**What to do**
• A. Using the passage on Koch Foundation funding, answer yes or no to each statement and quote the words that settle it: (i) George Mason University got $20 million from the Charles Koch Foundation. (ii) The agreement to create the Western Carolina University center is public. (iii) The center will answer to an oversight board of faculty and community members.
• B. Copy out word for word everything in the passage on Koch Foundation funding from "The University environment" down to "its academic integrity.".

**Page excerpt**
George Mason University touched the third rail of academic politics when it agreed to rename its law school after the late Supreme Court Justice Antonin Scalia, in return for $10 million from the Charles Koch Foundation (and $20 million from an anonymous donor).

That could have happened at Western Carolina University, but it didn’t – all because faculty extracted some concessions from the free-market Koch Foundation that made its new “free enterprise” academic center palatable to them.

The Chronicle of Higher Education reports that the agreement to create the center is public, apparently a first for a Koch-funded center; the center will be subject to a long-term “oversight board of faculty and community members”; and it’s bound to observe “academic freedom” as defined by WCU and the University of North Carolina System.

The latter defines academic freedom in these terms:

The University environment must allow faculty and students to freely pursue learning and research. The University must also maintain its independence and integrity to assure impartiality, and it may not agree to any inappropriate limits on the freedom to publish research findings. Most importantly, the University must retain the public’s trust by engaging in research activities that are consistent in nature, quality, scope, and importance with its mission, and that are conducted under conditions that ensure its academic integrity.

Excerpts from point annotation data
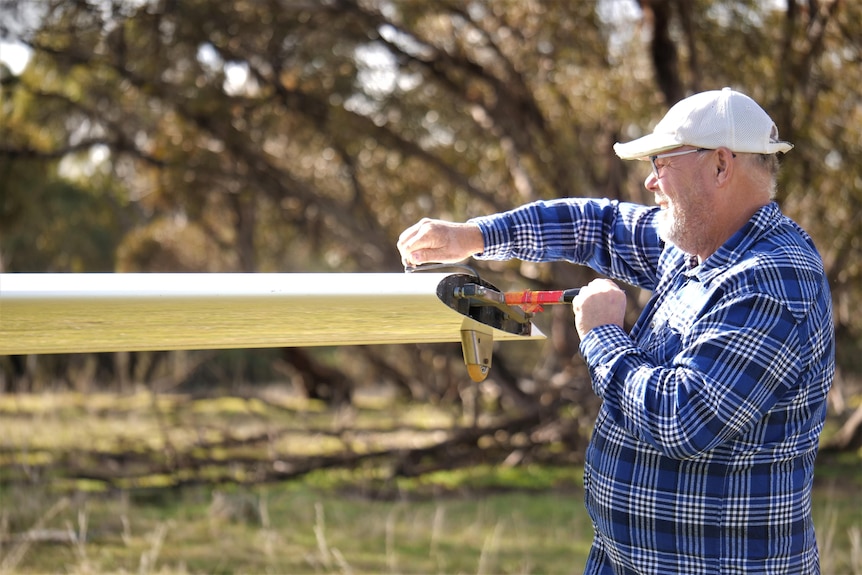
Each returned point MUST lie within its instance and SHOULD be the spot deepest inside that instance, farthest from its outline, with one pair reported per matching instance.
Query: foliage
(303, 136)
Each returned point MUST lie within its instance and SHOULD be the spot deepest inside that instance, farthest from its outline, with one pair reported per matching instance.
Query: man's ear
(724, 166)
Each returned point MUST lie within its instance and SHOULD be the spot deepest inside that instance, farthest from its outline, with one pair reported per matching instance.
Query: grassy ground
(482, 520)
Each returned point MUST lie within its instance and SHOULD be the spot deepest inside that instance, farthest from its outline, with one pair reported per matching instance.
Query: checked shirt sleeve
(729, 369)
(614, 238)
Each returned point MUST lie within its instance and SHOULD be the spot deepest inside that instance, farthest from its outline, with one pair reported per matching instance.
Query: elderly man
(702, 456)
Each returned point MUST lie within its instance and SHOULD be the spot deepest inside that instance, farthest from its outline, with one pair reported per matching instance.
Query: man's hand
(601, 302)
(439, 241)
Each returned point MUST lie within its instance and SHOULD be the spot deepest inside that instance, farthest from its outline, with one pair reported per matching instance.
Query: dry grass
(449, 522)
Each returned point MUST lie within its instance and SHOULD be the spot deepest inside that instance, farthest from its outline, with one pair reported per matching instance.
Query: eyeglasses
(655, 166)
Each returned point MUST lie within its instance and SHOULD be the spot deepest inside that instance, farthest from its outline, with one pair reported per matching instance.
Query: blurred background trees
(303, 136)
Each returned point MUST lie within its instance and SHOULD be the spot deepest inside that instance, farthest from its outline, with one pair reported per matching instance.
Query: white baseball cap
(714, 119)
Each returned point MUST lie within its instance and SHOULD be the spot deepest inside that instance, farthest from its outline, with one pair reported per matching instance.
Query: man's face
(685, 218)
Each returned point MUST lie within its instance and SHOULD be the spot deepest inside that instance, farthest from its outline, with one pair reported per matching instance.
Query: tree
(293, 136)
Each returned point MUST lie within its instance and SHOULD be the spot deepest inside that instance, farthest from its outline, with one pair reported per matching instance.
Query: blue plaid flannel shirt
(702, 456)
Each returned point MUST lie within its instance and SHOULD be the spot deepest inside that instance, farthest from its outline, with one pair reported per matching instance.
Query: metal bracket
(479, 295)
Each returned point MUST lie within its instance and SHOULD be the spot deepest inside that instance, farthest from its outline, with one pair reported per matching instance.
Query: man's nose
(651, 182)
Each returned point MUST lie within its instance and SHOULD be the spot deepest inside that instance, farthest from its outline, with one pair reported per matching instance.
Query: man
(702, 456)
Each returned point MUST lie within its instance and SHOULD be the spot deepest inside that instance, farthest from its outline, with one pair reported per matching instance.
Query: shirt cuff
(495, 234)
(601, 349)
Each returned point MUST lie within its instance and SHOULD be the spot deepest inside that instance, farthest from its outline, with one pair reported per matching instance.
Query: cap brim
(648, 145)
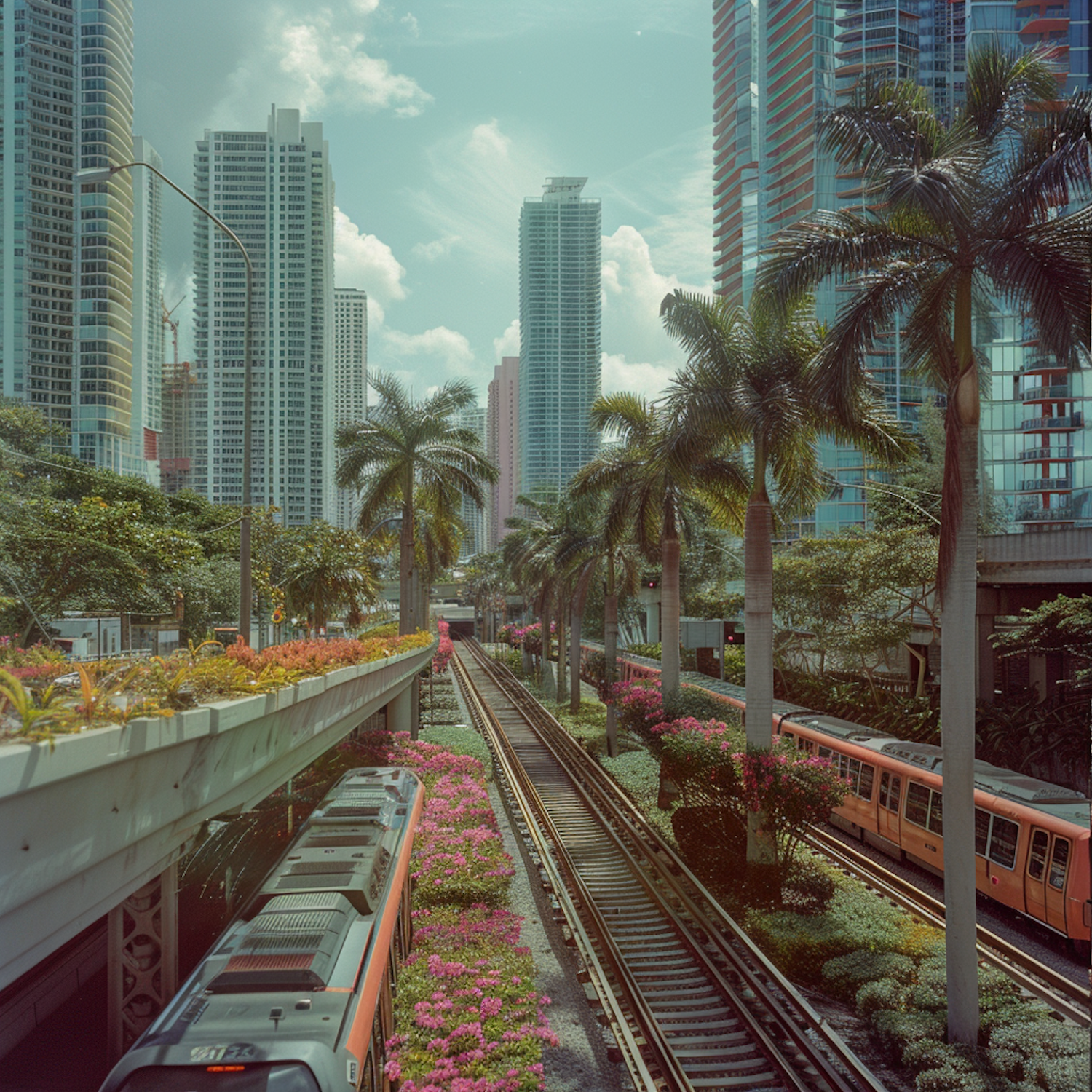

**Answer set**
• A.
(i) No: "$10 million from the Charles Koch Foundation (and $20 million from an anonymous donor)"
(ii) Yes: "the agreement to create the center is public"
(iii) Yes: "oversight board of faculty and community members"

• B.
The University environment must allow faculty and students to freely pursue learning and research. The University must also maintain its independence and integrity to assure impartiality, and it may not agree to any inappropriate limits on the freedom to publish research findings. Most importantly, the University must retain the public’s trust by engaging in research activities that are consistent in nature, quality, scope, and importance with its mission, and that are conducted under conditions that ensure its academic integrity.